[Work to do] Copy the records word for word, starting at the first line and ending with the line that contains "column 364, row 330".

-- begin --

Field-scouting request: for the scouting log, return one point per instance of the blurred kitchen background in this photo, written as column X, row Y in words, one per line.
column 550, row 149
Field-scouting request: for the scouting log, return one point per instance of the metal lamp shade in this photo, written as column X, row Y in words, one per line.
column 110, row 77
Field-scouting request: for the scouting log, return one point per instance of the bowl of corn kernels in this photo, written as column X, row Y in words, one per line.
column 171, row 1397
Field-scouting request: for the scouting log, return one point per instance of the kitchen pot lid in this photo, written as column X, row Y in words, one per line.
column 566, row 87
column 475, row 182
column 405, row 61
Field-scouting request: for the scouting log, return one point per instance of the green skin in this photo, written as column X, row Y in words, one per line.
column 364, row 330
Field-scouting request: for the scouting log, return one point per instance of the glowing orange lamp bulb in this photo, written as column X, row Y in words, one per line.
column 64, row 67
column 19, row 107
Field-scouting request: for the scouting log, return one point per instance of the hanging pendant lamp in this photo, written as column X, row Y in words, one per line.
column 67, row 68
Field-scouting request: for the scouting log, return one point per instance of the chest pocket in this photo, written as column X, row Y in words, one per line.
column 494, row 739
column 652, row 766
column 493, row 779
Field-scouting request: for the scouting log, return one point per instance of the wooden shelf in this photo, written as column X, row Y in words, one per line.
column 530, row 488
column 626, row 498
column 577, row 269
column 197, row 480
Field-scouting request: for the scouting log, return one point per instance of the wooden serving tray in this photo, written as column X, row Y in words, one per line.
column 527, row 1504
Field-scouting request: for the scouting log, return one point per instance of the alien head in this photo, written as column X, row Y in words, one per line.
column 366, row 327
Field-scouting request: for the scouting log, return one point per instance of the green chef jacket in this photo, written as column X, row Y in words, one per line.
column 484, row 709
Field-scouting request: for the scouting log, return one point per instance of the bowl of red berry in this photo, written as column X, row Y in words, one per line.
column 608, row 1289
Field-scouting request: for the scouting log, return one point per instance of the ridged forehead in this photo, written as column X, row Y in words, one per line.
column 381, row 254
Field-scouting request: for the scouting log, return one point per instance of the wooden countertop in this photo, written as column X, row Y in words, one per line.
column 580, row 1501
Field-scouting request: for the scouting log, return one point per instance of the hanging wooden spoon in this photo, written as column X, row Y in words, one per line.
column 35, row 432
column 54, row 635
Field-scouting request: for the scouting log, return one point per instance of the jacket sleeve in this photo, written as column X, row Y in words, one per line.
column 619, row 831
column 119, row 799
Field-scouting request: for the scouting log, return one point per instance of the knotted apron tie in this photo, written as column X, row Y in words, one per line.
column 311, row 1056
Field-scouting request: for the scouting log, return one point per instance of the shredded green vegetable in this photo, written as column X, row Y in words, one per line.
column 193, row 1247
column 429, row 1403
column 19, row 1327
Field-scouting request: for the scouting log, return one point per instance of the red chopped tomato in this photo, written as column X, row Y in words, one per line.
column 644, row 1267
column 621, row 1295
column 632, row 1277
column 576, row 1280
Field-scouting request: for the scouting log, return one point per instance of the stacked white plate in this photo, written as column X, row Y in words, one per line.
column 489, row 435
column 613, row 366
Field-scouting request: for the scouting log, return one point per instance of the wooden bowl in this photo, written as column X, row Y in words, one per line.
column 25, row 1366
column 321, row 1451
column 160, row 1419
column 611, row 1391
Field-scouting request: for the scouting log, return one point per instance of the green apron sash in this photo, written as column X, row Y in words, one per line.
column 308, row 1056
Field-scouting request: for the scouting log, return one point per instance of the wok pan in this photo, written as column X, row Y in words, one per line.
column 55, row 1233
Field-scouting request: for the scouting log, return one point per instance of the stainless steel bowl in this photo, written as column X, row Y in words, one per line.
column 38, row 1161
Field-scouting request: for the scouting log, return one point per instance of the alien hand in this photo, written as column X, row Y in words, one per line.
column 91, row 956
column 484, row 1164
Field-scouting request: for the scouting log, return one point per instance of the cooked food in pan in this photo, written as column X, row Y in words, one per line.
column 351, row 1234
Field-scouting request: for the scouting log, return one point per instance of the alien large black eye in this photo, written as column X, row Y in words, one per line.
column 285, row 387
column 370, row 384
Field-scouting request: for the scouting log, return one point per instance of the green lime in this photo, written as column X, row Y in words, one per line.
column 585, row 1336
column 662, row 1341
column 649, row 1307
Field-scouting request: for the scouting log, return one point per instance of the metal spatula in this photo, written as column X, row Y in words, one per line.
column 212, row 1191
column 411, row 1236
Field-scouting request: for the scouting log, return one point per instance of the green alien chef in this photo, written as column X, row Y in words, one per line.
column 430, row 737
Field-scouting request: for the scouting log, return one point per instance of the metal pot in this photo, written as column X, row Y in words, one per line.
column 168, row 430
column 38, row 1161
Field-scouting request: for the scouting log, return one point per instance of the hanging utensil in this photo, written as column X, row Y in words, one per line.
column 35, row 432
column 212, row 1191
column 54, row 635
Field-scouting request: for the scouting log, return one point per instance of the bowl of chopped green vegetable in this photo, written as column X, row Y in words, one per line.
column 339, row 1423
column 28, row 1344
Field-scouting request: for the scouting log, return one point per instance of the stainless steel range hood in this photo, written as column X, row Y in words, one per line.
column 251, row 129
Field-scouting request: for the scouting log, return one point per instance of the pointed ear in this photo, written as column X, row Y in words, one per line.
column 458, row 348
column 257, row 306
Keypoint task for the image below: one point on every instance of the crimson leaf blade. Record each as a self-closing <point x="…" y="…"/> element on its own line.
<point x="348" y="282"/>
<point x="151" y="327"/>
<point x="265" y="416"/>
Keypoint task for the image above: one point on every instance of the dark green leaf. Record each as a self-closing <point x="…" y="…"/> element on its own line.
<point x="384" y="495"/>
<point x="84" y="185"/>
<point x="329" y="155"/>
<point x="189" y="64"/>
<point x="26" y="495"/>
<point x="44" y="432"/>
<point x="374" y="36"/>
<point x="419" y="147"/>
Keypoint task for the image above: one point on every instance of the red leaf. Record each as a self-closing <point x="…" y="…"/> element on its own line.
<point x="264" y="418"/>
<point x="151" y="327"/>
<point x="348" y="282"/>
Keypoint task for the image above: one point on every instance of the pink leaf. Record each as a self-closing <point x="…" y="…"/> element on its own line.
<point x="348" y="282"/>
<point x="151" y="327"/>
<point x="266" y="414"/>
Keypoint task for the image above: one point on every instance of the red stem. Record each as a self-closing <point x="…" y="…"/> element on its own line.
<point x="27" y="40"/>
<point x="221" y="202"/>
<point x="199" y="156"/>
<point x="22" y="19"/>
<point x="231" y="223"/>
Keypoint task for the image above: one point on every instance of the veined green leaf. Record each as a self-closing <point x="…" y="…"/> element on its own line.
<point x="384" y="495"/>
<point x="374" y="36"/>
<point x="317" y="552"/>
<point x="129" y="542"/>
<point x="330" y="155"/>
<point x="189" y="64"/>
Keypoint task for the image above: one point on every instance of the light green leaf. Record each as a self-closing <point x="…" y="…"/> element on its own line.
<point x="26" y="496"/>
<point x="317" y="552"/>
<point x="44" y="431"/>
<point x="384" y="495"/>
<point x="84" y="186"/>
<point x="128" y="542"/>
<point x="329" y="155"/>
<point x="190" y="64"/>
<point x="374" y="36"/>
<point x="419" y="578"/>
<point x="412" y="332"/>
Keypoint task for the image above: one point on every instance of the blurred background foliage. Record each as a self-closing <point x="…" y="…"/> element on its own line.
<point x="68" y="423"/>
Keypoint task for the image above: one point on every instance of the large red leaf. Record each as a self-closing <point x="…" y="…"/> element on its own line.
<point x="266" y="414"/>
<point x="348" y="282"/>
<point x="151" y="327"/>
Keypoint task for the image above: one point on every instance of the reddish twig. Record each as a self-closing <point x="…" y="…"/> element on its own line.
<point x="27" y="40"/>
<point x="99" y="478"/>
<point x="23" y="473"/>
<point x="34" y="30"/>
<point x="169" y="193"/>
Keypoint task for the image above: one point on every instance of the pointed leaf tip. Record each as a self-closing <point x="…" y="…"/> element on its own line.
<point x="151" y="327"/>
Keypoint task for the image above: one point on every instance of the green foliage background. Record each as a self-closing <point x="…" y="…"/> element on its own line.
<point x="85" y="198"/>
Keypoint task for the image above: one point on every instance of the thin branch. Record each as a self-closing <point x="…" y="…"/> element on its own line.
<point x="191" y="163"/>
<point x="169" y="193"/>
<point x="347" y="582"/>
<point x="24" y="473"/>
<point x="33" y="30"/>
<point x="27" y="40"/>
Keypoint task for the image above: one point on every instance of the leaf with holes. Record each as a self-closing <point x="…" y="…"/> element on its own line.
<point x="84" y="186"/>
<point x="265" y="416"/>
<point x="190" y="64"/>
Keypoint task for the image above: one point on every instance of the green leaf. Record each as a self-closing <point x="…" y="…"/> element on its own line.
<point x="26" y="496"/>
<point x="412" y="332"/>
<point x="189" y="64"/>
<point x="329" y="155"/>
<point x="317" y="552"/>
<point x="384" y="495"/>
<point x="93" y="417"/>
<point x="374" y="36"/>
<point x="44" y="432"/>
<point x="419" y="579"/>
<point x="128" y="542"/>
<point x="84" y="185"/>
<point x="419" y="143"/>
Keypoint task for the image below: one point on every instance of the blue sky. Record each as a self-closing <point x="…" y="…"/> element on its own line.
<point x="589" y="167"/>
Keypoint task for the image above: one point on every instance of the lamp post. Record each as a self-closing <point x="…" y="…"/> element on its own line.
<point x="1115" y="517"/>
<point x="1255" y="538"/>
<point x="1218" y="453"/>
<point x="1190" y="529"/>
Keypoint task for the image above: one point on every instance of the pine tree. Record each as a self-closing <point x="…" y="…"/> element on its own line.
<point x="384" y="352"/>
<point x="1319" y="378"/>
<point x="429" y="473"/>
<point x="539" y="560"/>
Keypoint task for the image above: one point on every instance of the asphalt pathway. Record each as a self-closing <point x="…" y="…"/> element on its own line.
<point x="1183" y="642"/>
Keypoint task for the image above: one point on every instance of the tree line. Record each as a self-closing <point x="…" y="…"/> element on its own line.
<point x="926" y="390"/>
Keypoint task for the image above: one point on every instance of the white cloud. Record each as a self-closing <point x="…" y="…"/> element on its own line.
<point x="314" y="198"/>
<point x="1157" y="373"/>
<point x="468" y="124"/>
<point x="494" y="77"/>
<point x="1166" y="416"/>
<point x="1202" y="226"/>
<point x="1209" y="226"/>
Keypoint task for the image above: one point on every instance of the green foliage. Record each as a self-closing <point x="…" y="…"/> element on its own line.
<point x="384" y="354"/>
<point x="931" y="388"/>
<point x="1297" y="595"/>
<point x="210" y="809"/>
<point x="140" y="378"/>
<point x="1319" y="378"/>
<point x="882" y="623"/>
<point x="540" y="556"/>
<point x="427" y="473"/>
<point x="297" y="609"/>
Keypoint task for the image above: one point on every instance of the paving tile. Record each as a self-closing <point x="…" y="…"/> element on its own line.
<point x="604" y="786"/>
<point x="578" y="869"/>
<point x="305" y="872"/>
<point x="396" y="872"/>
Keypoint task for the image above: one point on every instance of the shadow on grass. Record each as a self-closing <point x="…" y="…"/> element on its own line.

-- end --

[Written answer]
Field-scouting request: for the scouting log, return one point per instance of the blurred kitchen background in this photo, written as column X, row Y in words, one per line.
column 550, row 149
Field-scouting request: for the scouting log, return one point per instance of the metal lamp shade in this photo, written as column X, row Y in words, one per line.
column 110, row 77
Field-scouting request: for the scouting log, return one point per instance of the bowl of corn kernels in this photo, written as column X, row Y in words, one per line.
column 171, row 1397
Field-scouting request: for the scouting log, return one point per instance of the kitchen pot lid in this photo, written as column X, row Y in words, one per line.
column 566, row 87
column 475, row 182
column 405, row 61
Field-scouting request: for the scouting log, return one point per instance of the green skin in this photo, written as column X, row Y in words, one per line.
column 364, row 330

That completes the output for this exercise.